Records for this task:

┌────────

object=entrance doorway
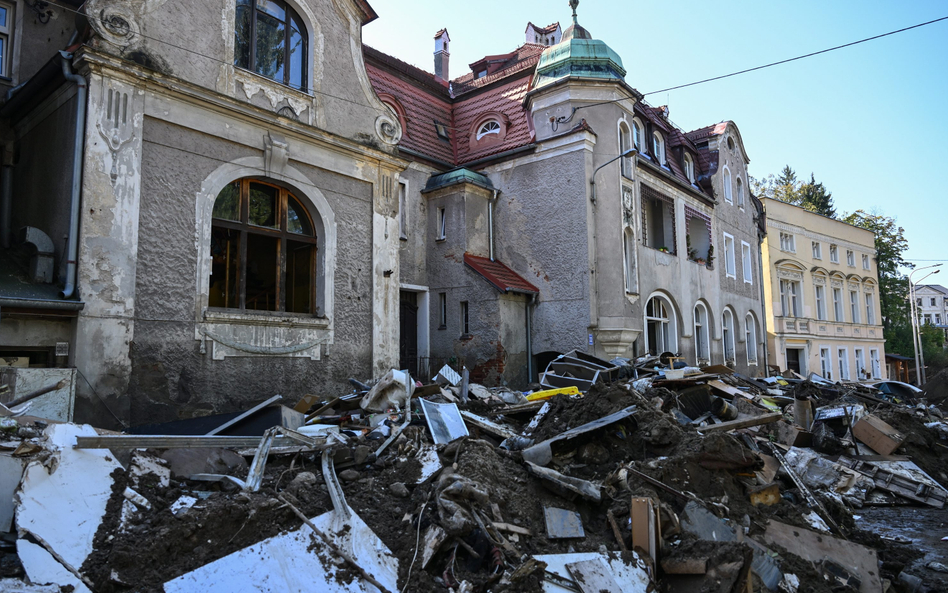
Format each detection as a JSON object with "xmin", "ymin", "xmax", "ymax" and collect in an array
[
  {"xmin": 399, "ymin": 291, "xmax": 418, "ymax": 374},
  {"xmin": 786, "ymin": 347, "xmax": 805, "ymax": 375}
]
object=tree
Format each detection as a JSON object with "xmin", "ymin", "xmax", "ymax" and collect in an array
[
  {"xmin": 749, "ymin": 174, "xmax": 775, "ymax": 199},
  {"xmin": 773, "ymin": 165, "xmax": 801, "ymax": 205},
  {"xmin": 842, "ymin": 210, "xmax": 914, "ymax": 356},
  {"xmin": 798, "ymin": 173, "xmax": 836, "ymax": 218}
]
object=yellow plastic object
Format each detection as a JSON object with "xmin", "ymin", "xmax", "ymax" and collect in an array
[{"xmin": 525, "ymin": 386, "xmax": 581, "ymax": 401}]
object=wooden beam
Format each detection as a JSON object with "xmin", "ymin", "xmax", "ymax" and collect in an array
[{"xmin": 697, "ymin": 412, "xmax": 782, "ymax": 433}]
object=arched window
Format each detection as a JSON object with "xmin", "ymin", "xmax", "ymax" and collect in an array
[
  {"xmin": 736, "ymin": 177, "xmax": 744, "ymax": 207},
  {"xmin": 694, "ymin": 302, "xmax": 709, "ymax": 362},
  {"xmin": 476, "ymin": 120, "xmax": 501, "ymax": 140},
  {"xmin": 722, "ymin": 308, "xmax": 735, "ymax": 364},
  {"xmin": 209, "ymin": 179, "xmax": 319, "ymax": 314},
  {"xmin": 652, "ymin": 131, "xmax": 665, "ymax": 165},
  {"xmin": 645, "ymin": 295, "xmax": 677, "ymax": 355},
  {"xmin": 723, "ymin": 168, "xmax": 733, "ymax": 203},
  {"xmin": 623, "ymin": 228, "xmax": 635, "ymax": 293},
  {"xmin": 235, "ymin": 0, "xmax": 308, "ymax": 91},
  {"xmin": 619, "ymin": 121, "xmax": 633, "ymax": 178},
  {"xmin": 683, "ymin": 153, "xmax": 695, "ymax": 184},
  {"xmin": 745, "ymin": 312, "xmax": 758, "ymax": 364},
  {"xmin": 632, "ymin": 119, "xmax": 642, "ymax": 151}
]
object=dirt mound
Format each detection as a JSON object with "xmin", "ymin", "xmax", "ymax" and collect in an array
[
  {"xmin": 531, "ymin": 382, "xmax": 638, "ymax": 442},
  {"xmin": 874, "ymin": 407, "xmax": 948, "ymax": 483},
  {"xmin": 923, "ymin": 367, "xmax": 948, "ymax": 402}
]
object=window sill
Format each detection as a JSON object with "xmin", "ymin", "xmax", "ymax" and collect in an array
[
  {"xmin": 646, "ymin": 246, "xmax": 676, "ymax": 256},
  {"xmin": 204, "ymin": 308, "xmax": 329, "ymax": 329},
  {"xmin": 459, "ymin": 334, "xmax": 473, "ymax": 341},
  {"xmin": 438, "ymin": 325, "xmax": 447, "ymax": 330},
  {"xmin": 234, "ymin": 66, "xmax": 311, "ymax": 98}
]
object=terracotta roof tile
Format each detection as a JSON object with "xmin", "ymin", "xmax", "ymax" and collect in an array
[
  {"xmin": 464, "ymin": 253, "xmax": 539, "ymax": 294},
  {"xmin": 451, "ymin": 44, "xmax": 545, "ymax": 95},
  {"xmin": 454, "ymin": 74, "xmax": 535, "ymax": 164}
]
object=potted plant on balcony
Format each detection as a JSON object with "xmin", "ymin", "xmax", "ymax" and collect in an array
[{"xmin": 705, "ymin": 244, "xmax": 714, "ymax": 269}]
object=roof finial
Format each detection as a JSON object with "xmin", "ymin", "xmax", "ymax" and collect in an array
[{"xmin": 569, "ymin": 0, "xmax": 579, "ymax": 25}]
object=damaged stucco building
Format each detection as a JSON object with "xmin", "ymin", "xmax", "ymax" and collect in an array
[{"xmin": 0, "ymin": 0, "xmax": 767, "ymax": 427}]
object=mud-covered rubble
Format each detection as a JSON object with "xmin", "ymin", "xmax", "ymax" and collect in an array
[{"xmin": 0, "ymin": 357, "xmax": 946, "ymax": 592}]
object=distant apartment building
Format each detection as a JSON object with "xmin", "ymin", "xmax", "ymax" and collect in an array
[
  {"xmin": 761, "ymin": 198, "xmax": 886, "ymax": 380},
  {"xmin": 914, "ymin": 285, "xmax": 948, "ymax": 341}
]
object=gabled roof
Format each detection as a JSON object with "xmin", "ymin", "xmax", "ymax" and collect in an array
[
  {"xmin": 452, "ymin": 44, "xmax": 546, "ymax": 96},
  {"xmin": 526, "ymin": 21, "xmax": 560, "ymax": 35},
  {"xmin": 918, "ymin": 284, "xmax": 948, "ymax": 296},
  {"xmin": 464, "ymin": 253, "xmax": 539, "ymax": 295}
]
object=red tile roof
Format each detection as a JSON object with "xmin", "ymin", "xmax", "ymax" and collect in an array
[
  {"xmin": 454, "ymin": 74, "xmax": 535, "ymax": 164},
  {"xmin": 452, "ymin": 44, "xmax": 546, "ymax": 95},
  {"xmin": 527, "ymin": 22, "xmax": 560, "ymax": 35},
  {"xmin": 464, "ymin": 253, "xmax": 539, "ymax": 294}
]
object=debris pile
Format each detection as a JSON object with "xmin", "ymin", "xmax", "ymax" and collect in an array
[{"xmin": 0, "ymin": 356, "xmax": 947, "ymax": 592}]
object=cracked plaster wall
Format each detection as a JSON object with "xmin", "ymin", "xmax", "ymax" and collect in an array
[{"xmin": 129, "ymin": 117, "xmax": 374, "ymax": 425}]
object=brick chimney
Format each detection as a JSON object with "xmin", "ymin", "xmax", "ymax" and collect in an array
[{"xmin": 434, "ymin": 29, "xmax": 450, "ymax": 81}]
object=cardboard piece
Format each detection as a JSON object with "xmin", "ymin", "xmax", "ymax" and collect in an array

└────────
┌────────

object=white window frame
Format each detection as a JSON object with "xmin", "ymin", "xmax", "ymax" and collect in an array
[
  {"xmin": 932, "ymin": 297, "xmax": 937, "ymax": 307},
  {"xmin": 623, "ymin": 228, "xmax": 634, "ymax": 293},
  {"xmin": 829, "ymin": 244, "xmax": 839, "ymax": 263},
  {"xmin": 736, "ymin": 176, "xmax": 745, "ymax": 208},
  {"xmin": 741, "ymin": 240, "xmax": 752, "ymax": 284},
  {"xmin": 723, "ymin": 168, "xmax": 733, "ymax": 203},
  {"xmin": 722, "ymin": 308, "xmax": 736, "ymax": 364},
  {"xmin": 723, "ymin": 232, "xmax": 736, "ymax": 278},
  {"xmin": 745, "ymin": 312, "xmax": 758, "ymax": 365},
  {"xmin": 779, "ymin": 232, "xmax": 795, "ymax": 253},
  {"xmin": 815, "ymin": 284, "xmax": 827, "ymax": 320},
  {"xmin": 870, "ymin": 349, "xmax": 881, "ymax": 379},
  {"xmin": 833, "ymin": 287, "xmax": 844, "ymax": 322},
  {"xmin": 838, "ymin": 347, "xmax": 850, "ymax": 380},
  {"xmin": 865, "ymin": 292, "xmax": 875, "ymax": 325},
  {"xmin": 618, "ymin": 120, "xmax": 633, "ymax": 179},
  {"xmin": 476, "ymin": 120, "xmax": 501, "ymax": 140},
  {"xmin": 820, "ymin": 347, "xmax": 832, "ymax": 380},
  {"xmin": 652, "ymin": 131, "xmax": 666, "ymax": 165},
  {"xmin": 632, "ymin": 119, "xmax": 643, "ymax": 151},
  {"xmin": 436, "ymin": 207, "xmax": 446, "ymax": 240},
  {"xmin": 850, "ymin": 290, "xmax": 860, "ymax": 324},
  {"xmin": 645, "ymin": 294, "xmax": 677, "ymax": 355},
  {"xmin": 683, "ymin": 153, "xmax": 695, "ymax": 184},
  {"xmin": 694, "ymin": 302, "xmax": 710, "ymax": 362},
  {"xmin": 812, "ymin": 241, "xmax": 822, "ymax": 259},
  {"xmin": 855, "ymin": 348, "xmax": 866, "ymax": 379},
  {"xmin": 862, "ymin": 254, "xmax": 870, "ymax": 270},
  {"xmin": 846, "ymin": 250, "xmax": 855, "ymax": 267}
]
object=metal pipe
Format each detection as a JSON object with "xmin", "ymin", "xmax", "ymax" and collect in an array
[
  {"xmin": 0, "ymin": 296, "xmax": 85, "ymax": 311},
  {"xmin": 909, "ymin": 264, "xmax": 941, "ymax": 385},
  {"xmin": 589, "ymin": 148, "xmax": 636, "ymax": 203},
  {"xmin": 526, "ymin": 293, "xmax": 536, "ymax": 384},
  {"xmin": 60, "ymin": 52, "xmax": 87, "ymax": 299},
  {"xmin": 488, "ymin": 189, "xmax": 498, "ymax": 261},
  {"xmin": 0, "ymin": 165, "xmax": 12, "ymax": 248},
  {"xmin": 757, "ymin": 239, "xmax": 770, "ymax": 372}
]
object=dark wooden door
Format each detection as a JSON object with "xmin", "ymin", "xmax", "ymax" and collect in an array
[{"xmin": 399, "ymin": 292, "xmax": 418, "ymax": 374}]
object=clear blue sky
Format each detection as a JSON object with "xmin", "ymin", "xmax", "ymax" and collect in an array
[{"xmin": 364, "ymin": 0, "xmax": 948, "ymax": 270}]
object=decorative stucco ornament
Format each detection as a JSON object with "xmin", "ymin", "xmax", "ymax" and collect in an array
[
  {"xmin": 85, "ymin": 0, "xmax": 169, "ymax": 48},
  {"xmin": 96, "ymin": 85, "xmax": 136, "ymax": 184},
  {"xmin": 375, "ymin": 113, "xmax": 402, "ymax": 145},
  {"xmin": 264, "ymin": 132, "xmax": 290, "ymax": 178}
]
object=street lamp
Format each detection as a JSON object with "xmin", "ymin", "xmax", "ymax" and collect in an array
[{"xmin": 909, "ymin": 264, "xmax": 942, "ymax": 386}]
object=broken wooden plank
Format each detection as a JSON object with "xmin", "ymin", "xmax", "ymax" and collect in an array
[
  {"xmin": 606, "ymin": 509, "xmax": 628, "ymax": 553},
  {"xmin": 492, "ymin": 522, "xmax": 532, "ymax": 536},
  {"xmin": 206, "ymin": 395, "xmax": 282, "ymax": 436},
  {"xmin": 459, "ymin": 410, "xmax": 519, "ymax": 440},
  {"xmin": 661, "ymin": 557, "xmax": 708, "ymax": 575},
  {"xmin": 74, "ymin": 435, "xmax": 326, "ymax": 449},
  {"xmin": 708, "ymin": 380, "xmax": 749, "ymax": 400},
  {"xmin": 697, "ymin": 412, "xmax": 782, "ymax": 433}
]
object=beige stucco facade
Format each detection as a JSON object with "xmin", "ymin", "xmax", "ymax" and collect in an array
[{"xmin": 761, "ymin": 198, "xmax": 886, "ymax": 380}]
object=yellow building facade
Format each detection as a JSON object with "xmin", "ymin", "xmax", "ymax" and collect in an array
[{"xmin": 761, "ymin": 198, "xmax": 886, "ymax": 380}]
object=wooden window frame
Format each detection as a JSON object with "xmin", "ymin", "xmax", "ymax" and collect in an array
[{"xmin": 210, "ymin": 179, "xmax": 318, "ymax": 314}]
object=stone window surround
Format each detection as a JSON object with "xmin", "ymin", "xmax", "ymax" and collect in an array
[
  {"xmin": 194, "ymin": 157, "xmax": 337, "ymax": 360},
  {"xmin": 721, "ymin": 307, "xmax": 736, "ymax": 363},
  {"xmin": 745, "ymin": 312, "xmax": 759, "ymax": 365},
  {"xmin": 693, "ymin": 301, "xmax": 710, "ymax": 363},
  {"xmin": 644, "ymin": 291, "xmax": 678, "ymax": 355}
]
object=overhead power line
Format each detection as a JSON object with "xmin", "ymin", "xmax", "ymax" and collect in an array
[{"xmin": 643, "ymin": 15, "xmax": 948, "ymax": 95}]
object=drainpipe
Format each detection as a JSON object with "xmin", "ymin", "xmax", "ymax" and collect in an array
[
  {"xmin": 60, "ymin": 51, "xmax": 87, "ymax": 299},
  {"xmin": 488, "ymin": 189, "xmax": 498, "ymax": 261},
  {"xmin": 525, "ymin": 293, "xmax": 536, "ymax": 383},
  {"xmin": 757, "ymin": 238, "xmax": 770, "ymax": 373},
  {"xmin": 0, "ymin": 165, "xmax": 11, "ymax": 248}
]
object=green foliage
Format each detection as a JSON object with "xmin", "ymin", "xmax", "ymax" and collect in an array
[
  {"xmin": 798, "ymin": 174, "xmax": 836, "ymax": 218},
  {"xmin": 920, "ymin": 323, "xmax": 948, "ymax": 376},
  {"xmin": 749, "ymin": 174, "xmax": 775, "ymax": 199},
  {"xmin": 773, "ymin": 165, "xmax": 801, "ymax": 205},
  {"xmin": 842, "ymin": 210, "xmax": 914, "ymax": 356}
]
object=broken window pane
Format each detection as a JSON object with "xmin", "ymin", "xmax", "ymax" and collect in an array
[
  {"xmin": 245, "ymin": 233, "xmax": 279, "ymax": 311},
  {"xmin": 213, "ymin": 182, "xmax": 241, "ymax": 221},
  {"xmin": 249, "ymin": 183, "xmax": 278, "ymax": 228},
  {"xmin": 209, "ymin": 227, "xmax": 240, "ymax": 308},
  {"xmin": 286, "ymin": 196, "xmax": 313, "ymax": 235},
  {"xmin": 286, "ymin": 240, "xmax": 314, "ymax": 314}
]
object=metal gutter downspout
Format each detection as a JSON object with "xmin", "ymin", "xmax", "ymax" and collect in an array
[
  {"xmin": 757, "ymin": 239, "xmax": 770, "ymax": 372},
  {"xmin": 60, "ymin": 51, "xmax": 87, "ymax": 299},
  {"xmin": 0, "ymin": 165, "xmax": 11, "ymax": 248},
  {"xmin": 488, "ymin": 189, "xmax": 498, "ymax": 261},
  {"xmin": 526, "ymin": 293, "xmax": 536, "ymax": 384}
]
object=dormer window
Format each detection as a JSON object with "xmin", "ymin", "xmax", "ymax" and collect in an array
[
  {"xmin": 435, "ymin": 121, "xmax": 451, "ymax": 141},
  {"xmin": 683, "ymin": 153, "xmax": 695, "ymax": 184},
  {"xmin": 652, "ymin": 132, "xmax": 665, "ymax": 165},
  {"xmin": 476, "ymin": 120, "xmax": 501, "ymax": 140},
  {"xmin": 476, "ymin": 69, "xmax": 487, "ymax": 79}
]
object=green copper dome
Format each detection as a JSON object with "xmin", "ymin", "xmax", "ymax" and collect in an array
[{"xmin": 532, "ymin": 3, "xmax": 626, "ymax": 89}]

└────────

Problem description: Restate word for word the lines of the data above, starting at the line containing "object=street lamp" and ending at the line containing "object=overhead power line", both included, and nothing more.

Response to this task:
object=street lamp
Format each detection as a JSON object with "xmin", "ymin", "xmax", "ymax" and collect in an array
[{"xmin": 909, "ymin": 264, "xmax": 942, "ymax": 386}]
object=broken wooden plank
Format each detection as a JSON object with "xmin", "ymin", "xmax", "ymax" and collect in an array
[
  {"xmin": 606, "ymin": 509, "xmax": 628, "ymax": 553},
  {"xmin": 492, "ymin": 522, "xmax": 532, "ymax": 536},
  {"xmin": 206, "ymin": 395, "xmax": 282, "ymax": 436},
  {"xmin": 459, "ymin": 410, "xmax": 519, "ymax": 440},
  {"xmin": 661, "ymin": 557, "xmax": 708, "ymax": 575},
  {"xmin": 74, "ymin": 435, "xmax": 326, "ymax": 449},
  {"xmin": 708, "ymin": 380, "xmax": 749, "ymax": 400},
  {"xmin": 697, "ymin": 412, "xmax": 782, "ymax": 433}
]
object=beige stucco facade
Format each detection as a JSON object with "xmin", "ymin", "xmax", "ymax" and collect in an array
[{"xmin": 761, "ymin": 198, "xmax": 886, "ymax": 380}]
object=yellow building facade
Format each detection as a JSON object with "xmin", "ymin", "xmax", "ymax" and collect in an array
[{"xmin": 761, "ymin": 198, "xmax": 886, "ymax": 380}]
object=wooden window frame
Format each detection as a JSON object with "xmin", "ymin", "xmax", "ymax" and collect in an array
[{"xmin": 210, "ymin": 179, "xmax": 318, "ymax": 314}]
object=stone window surround
Format each detection as a JSON object with "xmin", "ymin", "xmax", "ymax" and collect in an array
[
  {"xmin": 194, "ymin": 157, "xmax": 337, "ymax": 360},
  {"xmin": 721, "ymin": 307, "xmax": 736, "ymax": 363},
  {"xmin": 745, "ymin": 312, "xmax": 759, "ymax": 365},
  {"xmin": 693, "ymin": 301, "xmax": 710, "ymax": 363},
  {"xmin": 644, "ymin": 291, "xmax": 678, "ymax": 355}
]
object=overhead power line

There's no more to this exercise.